Page extract>
Segment Open
Saitta and his colleagues compared the biochemical makeup of the Centrosaurus fossils with modern chicken bones, sediment from the fossil site in Alberta, and thousands-of-years-old shark teeth that washed up on the shore of Saitta’s hometown of Ponte Vedra Beach, Florida. “We visited multiple labs, and the different techniques gave us consistent and easily interpretable results, suggesting that the aseptic collection was sufficient,” says Saitta. They found that the Centrosaurus fossils didn’t seem to contain the collagen proteins present in fresh bones or the much younger shark teeth. But they did find something else: “We see lots of evidence of recent microbes,” explains Saitta. “There’s clearly something organic in these bones.” And since the labwork indicates that Saitta’s anti-contamination measures worked, these organic materials must have gotten there naturally.
“We found non-radiocarbon dead organic carbon, recent amino acids, and DNA in the bone—that’s indicative that the bone is hosting a modern microbial community and providing refuge,” Saitta says. He thinks, as others have previously suggested, that the modern microbes and their secretions, called biofilm, are likely what other researchers have seen in fossils and reported as dinosaur soft tissues. “I suspect that if we began to do this kind of analysis with other specimens, it would begin to explain some of the so-called dinosaur soft tissue discoveries,” he says.
Segment Closed
What the task requires> Please resume the passage on the Centrosaurus fossil analysis, picking up right after its last sentence.

Data>
Segment Open
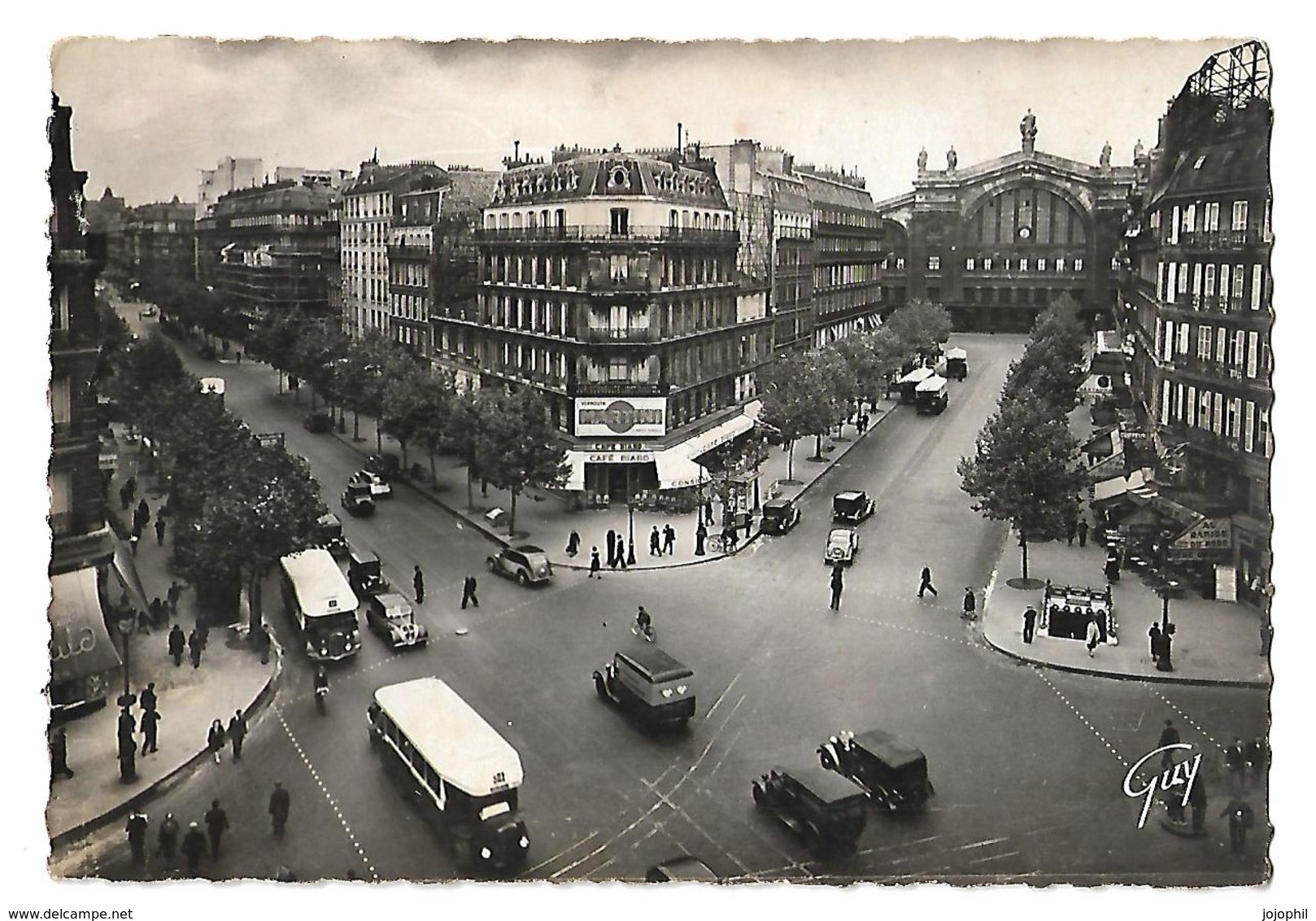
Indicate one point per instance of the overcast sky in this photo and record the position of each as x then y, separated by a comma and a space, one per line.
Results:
149, 113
Segment Closed
Output below>
Surprisingly, the modern microbes present in the dinosaur bones aren’t quite the same run-of-the-mill bacteria living in the surrounding rock. “It’s a very unusual community,” says Saitta. “Thirty percent of the sequences are related to Euzebya, which is only reported from places like Etruscan tombs and the skin of sea cucumbers, as far as I know.”
Saitta and his colleagues aren’t sure why these particular microbes are living in the dinosaur bones, but he’s not shocked that bacteria are drawn to the fossils. “Fossil bones contain phosphorus and iron, and microbes need those as nutrients. And the bones are porous—they wick up moisture. If you were a bacterium living in the ground, you’d probably want to live in a dinosaur bone,” he says. “These bacteria are clearly having a jolly good time in these bones.”
The discovery could help further the emerging field of molecular paleontology, says Saitta. “It’s one of the new frontiers of modern paleontology. We are beginning to undertake a very different kind of fossil hunting. We’re not just looking for bones and teeth, hoping to find new species, we’re doing molecular fossil hunting—it opens up an entirely new line of evidence by which to study life in the past. Molecular fossils can tell us things we never thought we’d be able to investigate. Distinguishing what is modern from what is ancient is important.”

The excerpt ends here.